■ **Supplied records**
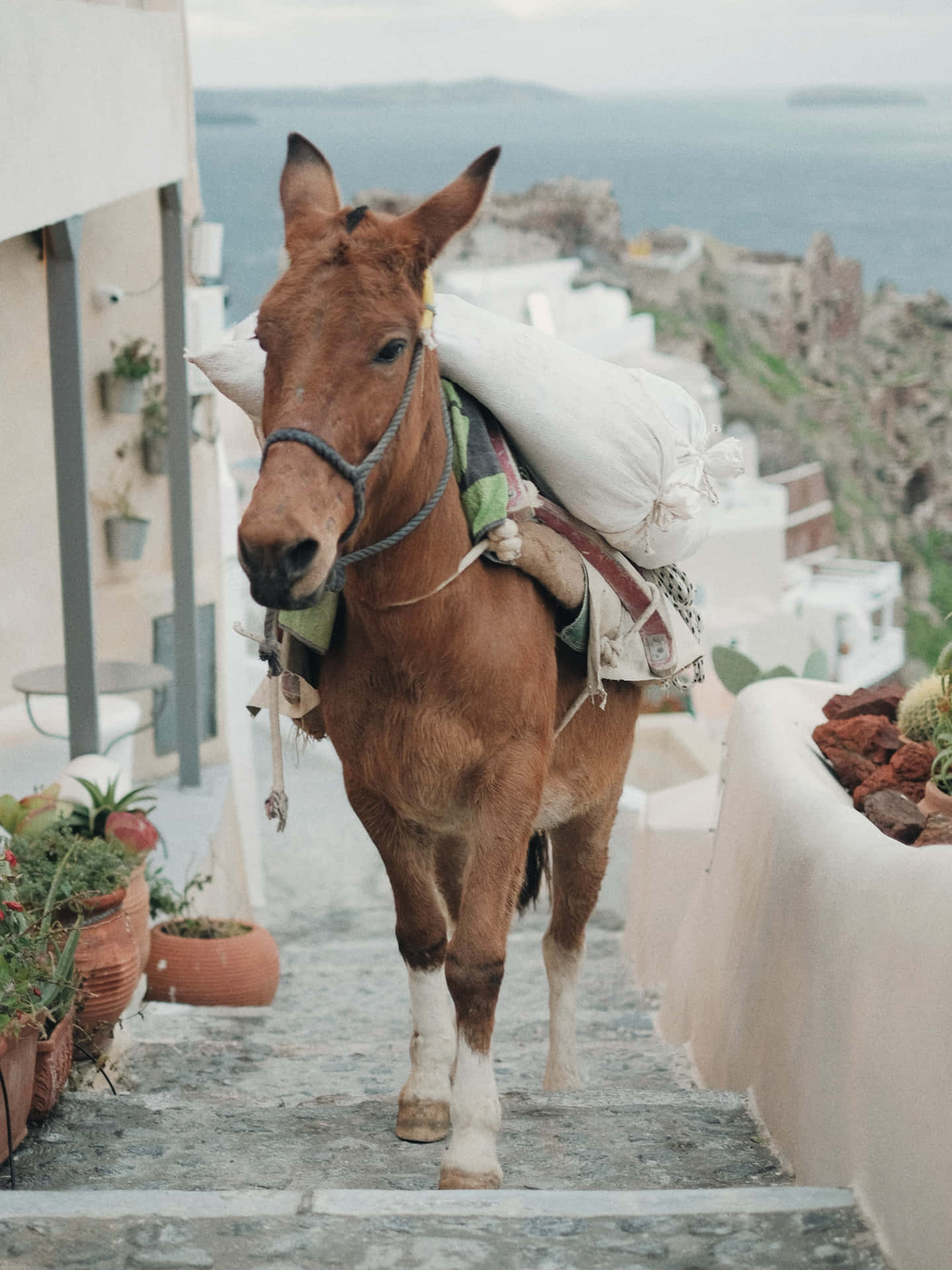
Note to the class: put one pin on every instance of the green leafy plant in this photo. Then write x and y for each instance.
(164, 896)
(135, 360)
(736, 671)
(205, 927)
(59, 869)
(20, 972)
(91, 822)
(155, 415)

■ **Set exercise**
Rewrite the lines above as a numbered list, omitting blank lines and leaving the picture out.

■ **Output for this exercise**
1. Note to the class: put one pin on every instance of the green leafy plant in this photo. Then write x and y for each instance.
2. (164, 896)
3. (135, 360)
4. (736, 671)
5. (205, 927)
6. (59, 869)
7. (20, 972)
8. (91, 822)
9. (155, 415)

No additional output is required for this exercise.